#### DATA SHOWN
┌──

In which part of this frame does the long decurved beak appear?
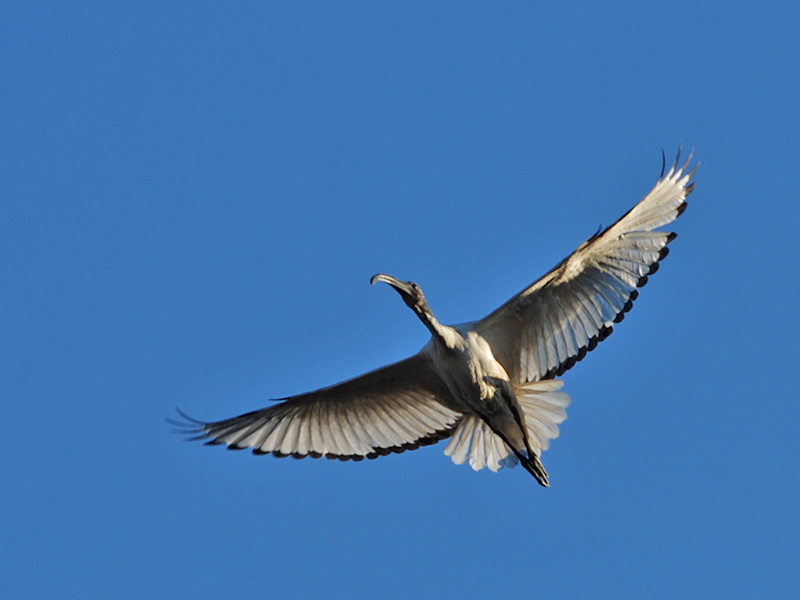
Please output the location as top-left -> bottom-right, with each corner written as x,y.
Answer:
369,273 -> 411,296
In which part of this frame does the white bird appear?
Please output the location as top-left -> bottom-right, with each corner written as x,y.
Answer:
171,153 -> 697,486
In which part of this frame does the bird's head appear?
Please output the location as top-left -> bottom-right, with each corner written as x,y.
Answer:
369,273 -> 430,315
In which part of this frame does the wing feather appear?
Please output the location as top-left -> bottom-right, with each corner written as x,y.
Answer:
177,352 -> 461,460
473,155 -> 696,382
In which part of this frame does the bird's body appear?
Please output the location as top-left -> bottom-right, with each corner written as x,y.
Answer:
172,151 -> 694,486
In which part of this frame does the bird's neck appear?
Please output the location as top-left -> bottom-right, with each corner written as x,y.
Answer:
417,311 -> 461,349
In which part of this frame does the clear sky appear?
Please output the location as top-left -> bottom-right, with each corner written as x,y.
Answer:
0,2 -> 800,599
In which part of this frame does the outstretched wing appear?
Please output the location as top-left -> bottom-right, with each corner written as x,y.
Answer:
173,353 -> 461,460
474,155 -> 697,383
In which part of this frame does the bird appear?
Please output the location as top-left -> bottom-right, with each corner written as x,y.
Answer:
172,150 -> 699,487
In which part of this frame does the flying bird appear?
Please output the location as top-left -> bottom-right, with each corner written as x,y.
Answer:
169,152 -> 697,486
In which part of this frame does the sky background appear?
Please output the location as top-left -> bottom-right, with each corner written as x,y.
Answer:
0,2 -> 800,599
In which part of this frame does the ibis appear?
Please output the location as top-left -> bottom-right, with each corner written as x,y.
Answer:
170,152 -> 697,486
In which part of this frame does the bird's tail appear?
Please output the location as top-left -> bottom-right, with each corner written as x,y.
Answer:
444,379 -> 570,486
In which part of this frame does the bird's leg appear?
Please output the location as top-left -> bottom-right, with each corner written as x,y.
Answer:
484,375 -> 550,487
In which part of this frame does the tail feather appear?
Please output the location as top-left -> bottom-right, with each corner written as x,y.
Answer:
444,379 -> 570,487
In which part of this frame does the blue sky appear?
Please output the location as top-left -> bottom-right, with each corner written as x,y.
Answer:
0,2 -> 800,599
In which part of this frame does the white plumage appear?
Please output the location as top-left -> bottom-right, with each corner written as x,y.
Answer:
173,150 -> 696,485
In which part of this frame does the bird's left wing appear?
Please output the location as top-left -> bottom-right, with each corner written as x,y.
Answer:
173,352 -> 461,460
473,155 -> 696,384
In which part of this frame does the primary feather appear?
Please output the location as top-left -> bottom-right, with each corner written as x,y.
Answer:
171,150 -> 696,485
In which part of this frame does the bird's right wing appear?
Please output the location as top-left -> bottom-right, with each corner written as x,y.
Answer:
173,352 -> 461,460
473,155 -> 696,385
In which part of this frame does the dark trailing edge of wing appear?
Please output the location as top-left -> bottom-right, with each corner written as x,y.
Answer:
164,408 -> 459,462
542,229 -> 680,379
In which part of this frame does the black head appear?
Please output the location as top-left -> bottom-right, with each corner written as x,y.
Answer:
370,273 -> 430,313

└──

#### AIM
Format every line above as a JSON list of strings, with one string per line and any blank lines omitted. Leave the pictures out of the list.

#### FULL SOLUTION
[
  "In which part of this frame does the long decurved beak appear?",
  "Please output the location as top-left -> bottom-right, with each corner written as x,y.",
  "Answer:",
  "369,273 -> 411,296",
  "In which part of this frame does the white bird appear?",
  "Please output the location as top-left -> bottom-right, with each corner written as x,y.",
  "Answer:",
  "171,153 -> 697,486",
  "In which part of this frame does the bird's head appear?",
  "Please output the location as top-left -> bottom-right, with each corner written as x,y.",
  "Answer:",
  "369,273 -> 430,315",
  "In which part of this frame does the wing feather appear?",
  "Please output the location as top-left -> bottom-right, with each corner written as x,y.",
  "Answer:",
  "177,352 -> 461,460",
  "473,155 -> 696,382",
  "In which part of this frame does the bird's body appear?",
  "Please output the location as top-left -> bottom-right, with each corner written as x,y.",
  "Answer:",
  "172,151 -> 694,486",
  "In which part of this frame does the bird's neck appear?",
  "Please output the location as top-left -> bottom-right, with each corner written as x,y.",
  "Answer:",
  "417,311 -> 461,349",
  "In which part of this frame does the clear sky appear?",
  "Please output the location as top-left -> bottom-right, with each corner written as x,y.",
  "Answer:",
  "0,2 -> 800,599",
  "In which part of this frame does the outstretched wing appear?",
  "Please output the location as top-left -> bottom-right, with each corner written as x,y.",
  "Answer:",
  "173,353 -> 461,460",
  "474,155 -> 697,383",
  "In which part of this frame does the bird appear?",
  "Please output the location as top-left -> bottom-right, with each corner written as x,y.",
  "Answer:",
  "172,150 -> 699,487",
  "In which part of this frame does the flying bird appear?",
  "Please output the location as top-left -> bottom-right, with each corner written as x,y.",
  "Answer:",
  "169,152 -> 697,486",
  "In which part of this frame does the sky background appear?",
  "Please output the location as top-left -> bottom-right, with each corner written as x,y.",
  "Answer:",
  "0,2 -> 800,599",
  "In which part of this frame does the ibis appear?",
  "Please output the location as top-left -> bottom-right, with each corner written as x,y.",
  "Answer:",
  "170,152 -> 697,486",
  "In which part of this frame does the bird's tail appear?",
  "Please output the location as top-left -> bottom-right, with each corner written as x,y.",
  "Answer:",
  "444,379 -> 570,486",
  "In which part of this frame does the bird's leg appear?",
  "Please output the location as top-left -> bottom-right, with each corner written as x,y.",
  "Answer:",
  "484,375 -> 550,487",
  "In which part of this frame does the tail feather appear?",
  "Please output the location as top-left -> bottom-right, with each corner written as x,y.",
  "Answer:",
  "444,379 -> 570,487",
  "In which part of this frame does the blue sky appear?",
  "Please output the location as top-left -> bottom-right, with each corner written as x,y.",
  "Answer:",
  "0,2 -> 800,599",
  "In which part of this frame does the white plumage appear?",
  "Please output the location as top-left -> bottom-right, with each corner written as x,y.",
  "Answer:",
  "173,150 -> 696,485",
  "In which part of this frame does the bird's left wing appear?",
  "Please output the location as top-left -> bottom-right, with each corner written as x,y.",
  "Answer:",
  "173,352 -> 461,460",
  "473,155 -> 696,384",
  "In which part of this frame does the primary feather appear?",
  "Please output the location as top-left -> bottom-right, with each corner written as x,y.",
  "Answer:",
  "171,150 -> 696,485",
  "In which part of this frame does the bird's right wing appear?",
  "Please output the location as top-left -> bottom-right, with each corner written as x,y.",
  "Answer:",
  "173,352 -> 461,460",
  "473,155 -> 696,385",
  "In which part of this frame does the dark trailing edge of wing appear?",
  "Please output the location as top-left -> bottom-right, with each corner written as x,y.",
  "Answer:",
  "164,408 -> 459,462",
  "542,229 -> 680,379",
  "In which part of this frame does the black head appear?",
  "Please output the location as top-left -> bottom-right, with each corner written as x,y.",
  "Answer:",
  "370,273 -> 430,313"
]